__Exercise requirements__:
1. According to the 2007 BDO Classic Canadian Open summary, which skip's team finished the round robin without a loss?
2. Decide whether each statement agrees with the 2007 BDO Classic Canadian Open summary, answering yes or no and quoting the words of the summary that decide it: (a) The December event was the first BDO Classic held in 2007. (b) Shawn Adams was the finalist. (c) Draw times are given in Eastern Standard Time.

BEGIN Selected excerpt

- Host city: Quebec City, Quebec
- Arena: Pavillon de la Jeunesse
- Dates: November 28 – December 2
- Winner: Kevin Martin
- Curling club: Saville SC, Edmonton
- Skip: Kevin Martin
- Third: John Morris
- Second: Marc Kennedy
- Lead: Ben Hebert
- Finalist: Shawn Adams

= 2007 BDO Classic Canadian Open (December) =

Grand Slam of Curling event

The 2007 BDO Classic Canadian Open of December was held November 28 to December 2 at the Pavillon de la Jeunesse in Quebec City, Quebec. It was the second BDO Classic of the year, the first being held in January as part of the previous curling season.

==Teams==
The teams are listed as follows:

| Skip | Third | Second | Lead | Alternate |
|---|---|---|---|---|
| Shawn Adams | Paul Flemming | Craig Burgess | Kelly Mittlestadt |  |
| Todd Birr | Bill Todhunter | Greg Johnson | Kevin Birr |  |
| Kerry Burtnyk | Dan Kammerlock | Richard Daneault | Rob Meakin |  |
| Peter Corner | John Base | Phil Loevenmark | Paul Moffatt |  |
| Robert Desjardins | Jean-Sébastien Roy | Jean-François Charest | Maurice Cayouette |  |
| David Nedohin (fourth) | Randy Ferbey (skip) | Scott Pfeifer | Marcel Rocque |  |
| Martin Ferland | Marco Berthelot | Philippe Lemay | Christian Cantin |  |
| Brad Gushue | Mark Nichols | Chris Schille | David Noftall |  |
| Glenn Howard | Richard Hart | Brent Laing | Craig Savill |  |
| Mark Johnson | Rob Bucholz | Glen Kennedy | Adam Enright |  |
| Joel Jordison | Scott Bitz | Derek Owens | Dean Hicke |  |
| Kevin Koe | Blake MacDonald | Carter Rycroft | Nolan Thiessen |  |
| Brent Pierce (fourth) | Brent MacDonald (skip) | Warren Hassall | Brendan Melnyk |  |
| Kevin Martin | John Morris | Marc Kennedy | Ben Hebert |  |
| Wayne Middaugh | Jon Mead | Ian Tetley | Scott Bailey |  |
| Pat Simmons | Jeff Sharp | Gerry Adam | Steve Laycock | Warren Jackson |
| Jeff Stoughton | Ryan Fry | Rob Fowler | Steve Gould |  |
| Jim Cotter (fourth) | Bob Ursel (skip) | Kevin Folk | Rick Sawatsky |  |

==Round-robin standings==
Final round-robin standings

| Section A | W | L |
|---|---|---|
| AB Kevin Martin | 4 | 1 |
| QC Martin Ferland | 4 | 1 |
| MB Jeff Stoughton | 3 | 2 |
| SK Pat Simmons | 2 | 3 |
| AB Mark Johnson | 2 | 3 |
| AB Brent MacDonald | 0 | 5 |

| Section B | W | L |
|---|---|---|
| ON Glenn Howard | 4 | 1 |
| ON Wayne Middaugh | 4 | 1 |
| NS Shawn Adams | 3 | 2 |
| NL Brad Gushue | 2 | 3 |
| MB Kerry Burtnyk | 2 | 3 |
| USA Todd Birr | 0 | 5 |

| Section C | W | L |
|---|---|---|
| AB Randy Ferbey | 5 | 0 |
| ON Peter Corner | 3 | 2 |
| AB Kevin Koe | 2 | 3 |
| BC Bob Ursel | 2 | 3 |
| QC Robert Desjardins | 2 | 3 |
| SK Joel Jordison | 1 | 4 |

==Round-robin results==
All draw times are listed in Eastern Standard Time.

END Selected excerpt
BEGIN Data shown

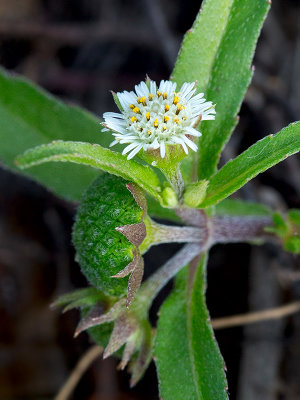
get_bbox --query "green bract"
[73,174,144,296]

END Data shown

__Final answers__:
1. Randy Ferbey's team, with 5 wins and 0 losses in Section C.

2.
(a) No: "It was the second BDO Classic of the year"
(b) Yes: "Finalist: Shawn Adams"
(c) Yes: "All draw times are listed in Eastern Standard Time."